Task to carry out: Copy all the lines below, swapping every "marker" for "point" and leaving everything else unchanged.

Input data:
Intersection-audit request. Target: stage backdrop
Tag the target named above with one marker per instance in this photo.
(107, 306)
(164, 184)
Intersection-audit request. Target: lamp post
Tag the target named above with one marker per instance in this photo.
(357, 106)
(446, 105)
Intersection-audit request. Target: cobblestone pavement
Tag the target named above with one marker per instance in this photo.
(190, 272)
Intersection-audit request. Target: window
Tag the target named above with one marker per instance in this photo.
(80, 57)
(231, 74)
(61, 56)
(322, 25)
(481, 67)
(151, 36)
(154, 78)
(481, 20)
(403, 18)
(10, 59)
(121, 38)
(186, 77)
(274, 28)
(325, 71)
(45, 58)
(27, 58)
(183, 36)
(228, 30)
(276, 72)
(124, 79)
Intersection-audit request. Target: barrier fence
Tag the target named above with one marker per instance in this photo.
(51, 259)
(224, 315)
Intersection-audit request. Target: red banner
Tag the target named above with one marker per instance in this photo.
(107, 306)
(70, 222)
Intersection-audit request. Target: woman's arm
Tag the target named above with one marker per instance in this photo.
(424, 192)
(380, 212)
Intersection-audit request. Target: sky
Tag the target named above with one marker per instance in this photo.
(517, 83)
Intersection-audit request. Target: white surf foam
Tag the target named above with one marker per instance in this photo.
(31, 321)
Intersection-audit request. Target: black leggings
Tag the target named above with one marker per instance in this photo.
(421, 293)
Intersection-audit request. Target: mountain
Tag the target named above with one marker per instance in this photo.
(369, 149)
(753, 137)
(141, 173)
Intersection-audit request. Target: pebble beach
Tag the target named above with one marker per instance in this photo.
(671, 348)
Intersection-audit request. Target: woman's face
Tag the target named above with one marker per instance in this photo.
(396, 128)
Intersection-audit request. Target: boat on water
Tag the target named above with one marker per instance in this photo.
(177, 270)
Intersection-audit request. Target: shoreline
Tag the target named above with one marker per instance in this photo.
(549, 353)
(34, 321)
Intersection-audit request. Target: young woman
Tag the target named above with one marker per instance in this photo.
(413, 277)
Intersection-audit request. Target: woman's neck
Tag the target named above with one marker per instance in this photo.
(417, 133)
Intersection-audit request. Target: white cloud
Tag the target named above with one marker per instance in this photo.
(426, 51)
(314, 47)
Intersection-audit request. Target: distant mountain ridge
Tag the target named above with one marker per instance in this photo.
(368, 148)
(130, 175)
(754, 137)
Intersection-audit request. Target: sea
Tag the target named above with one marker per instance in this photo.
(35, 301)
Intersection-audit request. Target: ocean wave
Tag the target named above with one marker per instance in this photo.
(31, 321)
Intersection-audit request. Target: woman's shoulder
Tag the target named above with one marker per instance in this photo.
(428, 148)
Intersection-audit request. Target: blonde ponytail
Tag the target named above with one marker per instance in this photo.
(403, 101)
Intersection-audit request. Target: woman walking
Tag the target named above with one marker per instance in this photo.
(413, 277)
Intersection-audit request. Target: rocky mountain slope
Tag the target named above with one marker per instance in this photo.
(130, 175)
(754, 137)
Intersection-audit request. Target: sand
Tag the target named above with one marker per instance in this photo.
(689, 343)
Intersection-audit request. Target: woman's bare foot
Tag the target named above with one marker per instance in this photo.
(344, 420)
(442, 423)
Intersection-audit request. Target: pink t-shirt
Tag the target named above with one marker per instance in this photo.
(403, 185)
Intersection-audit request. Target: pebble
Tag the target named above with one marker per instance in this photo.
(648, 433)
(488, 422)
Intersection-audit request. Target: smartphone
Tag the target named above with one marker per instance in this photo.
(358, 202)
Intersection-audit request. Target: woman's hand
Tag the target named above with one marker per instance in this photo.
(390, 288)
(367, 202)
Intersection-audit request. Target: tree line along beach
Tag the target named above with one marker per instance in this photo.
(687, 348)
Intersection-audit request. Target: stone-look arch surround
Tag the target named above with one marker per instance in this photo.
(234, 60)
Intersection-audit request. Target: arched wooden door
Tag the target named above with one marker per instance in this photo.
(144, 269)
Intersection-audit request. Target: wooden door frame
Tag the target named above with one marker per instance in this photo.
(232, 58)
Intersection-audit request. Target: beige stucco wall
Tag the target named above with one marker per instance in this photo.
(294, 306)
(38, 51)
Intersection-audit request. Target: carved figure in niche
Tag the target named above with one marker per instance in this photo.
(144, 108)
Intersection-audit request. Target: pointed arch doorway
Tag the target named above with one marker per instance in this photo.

Written answer:
Intersection-audit request. Target: stage backdrop
Tag the target named above with one point per instance in this photo.
(107, 306)
(164, 184)
Intersection-audit request. Target: lamp post
Tag the target named above with one point per instance in this photo.
(357, 106)
(446, 105)
Intersection-audit request. Target: cobblestone pavement
Tag the target named above with one point per instance in this photo.
(190, 272)
Intersection-audit request. Target: window
Tag the target named above with one point per instance in this photo.
(80, 57)
(231, 74)
(61, 56)
(322, 25)
(481, 67)
(151, 36)
(154, 78)
(481, 20)
(403, 18)
(10, 59)
(121, 38)
(186, 77)
(274, 28)
(325, 71)
(45, 58)
(27, 58)
(183, 36)
(228, 30)
(276, 72)
(124, 79)
Intersection-audit request. Target: barrier fence
Tag the target named above with one point per instance in this photo.
(51, 259)
(224, 315)
Intersection-audit request. Target: red banner
Tag the target named above with one point per instance in this photo.
(107, 306)
(70, 222)
Intersection-audit request. Target: woman's arm
Tag the target named above with one point per instance in this photo.
(424, 192)
(380, 212)
Intersection-audit request. Target: sky
Tag the target named above with one point per instance in this photo.
(517, 83)
Intersection-audit request. Target: white surf foam
Tag the target named above with one point per instance in this photo.
(31, 321)
Intersection-audit request. Target: black leggings
Tag the target named above with one point per instance in this photo.
(421, 293)
Intersection-audit request. Target: mountain
Tag the target named above with one point per instance in this photo.
(369, 149)
(753, 137)
(141, 173)
Intersection-audit request. Target: pebble beach
Tag the target named above with one point per instance in this photo.
(671, 348)
Intersection-audit request. Target: woman's face
Tag the target named above with one point per instance in this photo.
(396, 128)
Intersection-audit request. Target: boat on water
Tag the target named above with one point per instance in this photo.
(177, 270)
Intersection-audit request. Target: shoreline
Tag the target named above with one point per instance in this photo.
(549, 353)
(34, 321)
Intersection-audit request. Target: young woman
Tag the target named above with one point per instance in this photo.
(413, 277)
Intersection-audit request. Target: woman's neck
Tag the target named above with one point per instance in this photo.
(417, 133)
Intersection-audit request. Target: white cloud
Tag the target named above with one point per instance in this photo.
(426, 51)
(314, 47)
Intersection-audit request. Target: distant mountain ridge
Tag the target named above with one point per instance in this photo.
(368, 148)
(130, 175)
(754, 137)
Intersection-audit request. Target: sea
Tag the target named above with one point per instance in this photo.
(35, 301)
Intersection-audit request. Target: ocean wave
Tag the target named above with one point per instance in this photo.
(31, 321)
Intersection-audit request. Target: woman's shoulder
Tag the target named above with one point per instance in this photo.
(428, 148)
Intersection-audit request. Target: blonde ponytail
Tag the target named above with one point per instance in this photo.
(403, 101)
Intersection-audit request. Target: woman walking
Tag the target named above with one point per instance in this photo.
(413, 277)
Intersection-audit request. Target: rocky mountain slope
Tag the target named above with one point per instance in this photo.
(130, 175)
(754, 137)
Intersection-audit request. Target: sand
Tag the target named above with one point per instance in this photo.
(689, 343)
Intersection-audit request. Target: woman's bare foot
Tag the target named above with one point per instance in this photo.
(344, 420)
(442, 423)
Intersection-audit request. Target: pink t-shirt
Tag the target named above with one point per instance in this photo.
(403, 185)
Intersection-audit request. Target: pebble
Tag the target named above with one point per instance in this photo.
(648, 433)
(488, 422)
Intersection-audit request. Target: smartphone
Tag the target named above with one point per instance in this photo.
(358, 202)
Intersection-audit request. Target: woman's hand
Tag the target named above with one point per instance in this photo.
(390, 288)
(367, 202)
Intersection-audit request. Target: tree line along beach
Tag the target named above with one point per instance in this photo.
(687, 348)
Intersection-audit request. Target: stone-look arch surround
Tag the target named above with one point per instance in this photo.
(234, 60)
Intersection-audit request. Target: arched wooden door
Tag the target named above with one point per instance in this photo.
(144, 269)
Intersection-audit request. Target: wooden door frame
Tag the target named above with one point per instance in this photo.
(232, 58)
Intersection-audit request. Target: beige stucco wall
Tag the target named above with one point per instance in this photo.
(294, 306)
(38, 51)
Intersection-audit request. Target: carved figure in niche
Tag the target named above with one point per instance in this photo.
(144, 108)
Intersection-audit request. Target: pointed arch doorway
Tag the target named above with one point per instance in this photo.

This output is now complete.